# DATA SECTION start

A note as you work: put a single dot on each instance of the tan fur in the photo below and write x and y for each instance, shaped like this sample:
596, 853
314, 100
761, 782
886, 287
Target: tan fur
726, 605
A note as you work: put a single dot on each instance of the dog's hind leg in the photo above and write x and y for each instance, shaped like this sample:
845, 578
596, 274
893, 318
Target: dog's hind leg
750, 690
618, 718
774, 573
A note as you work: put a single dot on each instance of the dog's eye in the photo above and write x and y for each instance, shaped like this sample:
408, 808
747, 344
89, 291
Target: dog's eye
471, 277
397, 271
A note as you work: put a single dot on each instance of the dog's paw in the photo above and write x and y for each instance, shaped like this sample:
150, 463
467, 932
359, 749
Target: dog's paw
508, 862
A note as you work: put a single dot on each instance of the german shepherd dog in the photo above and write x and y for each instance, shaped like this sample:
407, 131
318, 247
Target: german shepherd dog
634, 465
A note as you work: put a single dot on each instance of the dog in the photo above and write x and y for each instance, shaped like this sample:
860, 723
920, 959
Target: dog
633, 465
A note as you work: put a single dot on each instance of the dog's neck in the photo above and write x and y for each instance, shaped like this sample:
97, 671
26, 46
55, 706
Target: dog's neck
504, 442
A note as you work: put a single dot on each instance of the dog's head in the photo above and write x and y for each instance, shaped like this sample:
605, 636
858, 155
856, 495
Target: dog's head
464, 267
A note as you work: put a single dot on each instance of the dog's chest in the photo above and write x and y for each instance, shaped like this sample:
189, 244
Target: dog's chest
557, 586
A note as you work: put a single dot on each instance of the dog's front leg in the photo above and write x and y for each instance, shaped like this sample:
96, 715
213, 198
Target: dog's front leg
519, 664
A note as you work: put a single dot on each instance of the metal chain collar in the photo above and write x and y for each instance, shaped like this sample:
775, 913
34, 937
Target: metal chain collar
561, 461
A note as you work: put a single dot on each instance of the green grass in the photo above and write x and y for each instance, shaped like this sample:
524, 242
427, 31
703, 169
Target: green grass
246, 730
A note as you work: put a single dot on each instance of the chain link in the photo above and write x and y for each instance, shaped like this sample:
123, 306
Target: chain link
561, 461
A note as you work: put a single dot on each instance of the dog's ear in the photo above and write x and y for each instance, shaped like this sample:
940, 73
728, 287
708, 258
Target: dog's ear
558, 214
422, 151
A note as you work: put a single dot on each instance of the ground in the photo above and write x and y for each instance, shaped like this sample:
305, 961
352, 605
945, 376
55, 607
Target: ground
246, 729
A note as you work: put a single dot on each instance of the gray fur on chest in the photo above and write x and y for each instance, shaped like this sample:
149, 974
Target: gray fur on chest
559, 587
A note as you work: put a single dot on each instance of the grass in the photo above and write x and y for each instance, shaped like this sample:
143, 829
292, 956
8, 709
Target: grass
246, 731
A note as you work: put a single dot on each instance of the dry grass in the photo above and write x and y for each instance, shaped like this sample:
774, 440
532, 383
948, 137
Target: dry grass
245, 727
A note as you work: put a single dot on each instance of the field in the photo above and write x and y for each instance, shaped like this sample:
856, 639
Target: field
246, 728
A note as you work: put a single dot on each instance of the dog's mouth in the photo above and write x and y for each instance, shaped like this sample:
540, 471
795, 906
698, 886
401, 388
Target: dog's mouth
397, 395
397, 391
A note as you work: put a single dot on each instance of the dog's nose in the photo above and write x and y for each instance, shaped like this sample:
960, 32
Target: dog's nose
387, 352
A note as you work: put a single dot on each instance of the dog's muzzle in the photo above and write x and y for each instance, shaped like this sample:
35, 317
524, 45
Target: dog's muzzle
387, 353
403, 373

# DATA SECTION end

◆ SHORT EXERCISE: Can you reproduce the listing above line for line, with no changes at all?

◆ ANSWER TO THIS TASK:
A note as you work: put a single dot on each instance of the tan fur in the photo below and write x and y for each instance, shaped like this sample:
596, 853
314, 100
761, 782
886, 287
Target: tan fur
726, 605
A note as you work: put a single dot on each instance of the dog's hind leg in the photo above and write x and y for each instance, shaped like this sample:
845, 578
596, 274
893, 318
Target: dog's hind leg
750, 690
618, 718
774, 573
A note as you work: put a single dot on each instance of the dog's eye in the photo above and write x and y for each instance, shaped like this sample:
408, 808
747, 344
89, 291
Target: dog's eye
471, 277
397, 271
A note as you work: put a single dot on each instance of the dog's paw in the photo above and write x and y for each instance, shaped like this sample:
150, 463
467, 932
359, 749
Target: dog's paw
508, 862
A note as you work: put a single dot on each instance of the german shepherd dog in the photo above and write x and y for each instance, shaped like this sample:
407, 131
318, 247
Target: german shepherd dog
634, 465
A note as you work: put a single dot on each instance of the dog in the photo above and write x and y for each instance, shaped like this sample:
860, 723
920, 959
Target: dog
633, 465
A note as you work: put a single dot on each instance of the dog's neck in the photo above and write x and y for each instance, shaped like this sample:
97, 671
26, 46
55, 706
Target: dog's neck
504, 442
A note as you work: put a single dot on each instance of the dog's head in the photo above and write x and y for each instance, shaped like this sample:
605, 636
858, 155
856, 495
Target: dog's head
464, 267
A note as you work: put a single dot on each instance of the dog's chest in the photo above and write x and y for each instance, shaped like this sample:
189, 244
Target: dog's chest
557, 586
A note as you work: put a single dot on each instance of the dog's front leg in the photo above and write x and y for each instance, shaped like this sample:
96, 715
213, 198
Target: dog's front leg
519, 664
A note as you work: put a single dot on each instance of the metal chain collar in the photo above and write x and y for each instance, shaped like this sample:
775, 913
34, 937
Target: metal chain collar
561, 461
A note as you work: put a single dot on each instance of the green grass in the photo above and write x and y for each instance, shaped like this sample:
524, 242
427, 31
703, 169
Target: green grass
246, 730
A note as you work: put a single dot on each instance of the chain link in the photo above and write x and y for each instance, shaped like this sample:
123, 306
Target: chain link
561, 461
A note as you work: put a single dot on each instance of the dog's ear in the photo above and write x and y for each instance, shaped like this sample:
940, 73
728, 287
708, 258
Target: dog's ear
558, 214
422, 151
A note as you work: put a single dot on each instance of the ground in the photo above and write x and y for each instance, shaped like this sample:
305, 961
352, 605
945, 376
55, 607
Target: ground
246, 729
A note as you work: put a single dot on each instance of the gray fur on chest in the photo above and write x and y for each instance, shaped like this sample:
149, 974
Target: gray fur on chest
559, 587
A note as you work: put a single dot on each instance of the grass in the photo above and write x and y for each instance, shaped like this sample:
143, 829
292, 956
8, 709
Target: grass
246, 731
A note as you work: put a single dot on each instance of the dry grass in the photo above and write x and y for each instance, shaped like this sample:
774, 440
532, 383
948, 137
Target: dry grass
245, 727
A note as you work: put a single dot on each instance of the field in the photo above and write x and y for each instance, shaped like this sample:
856, 639
Target: field
246, 728
A note as you work: put a single dot on each instance of the dog's mouth in the photo above and write x and y for each instance, shaped like this sample:
540, 471
795, 906
698, 886
401, 388
Target: dog's mouth
397, 395
397, 391
A note as you work: put a single dot on each instance of the dog's nose in the photo above and write x and y for each instance, shaped like this sample:
960, 32
Target: dog's nose
387, 352
A note as you work: put a single dot on each instance of the dog's muzzle in the photo above and write x and y for each instance, shaped like this sample:
35, 317
524, 45
Target: dog's muzzle
387, 353
403, 373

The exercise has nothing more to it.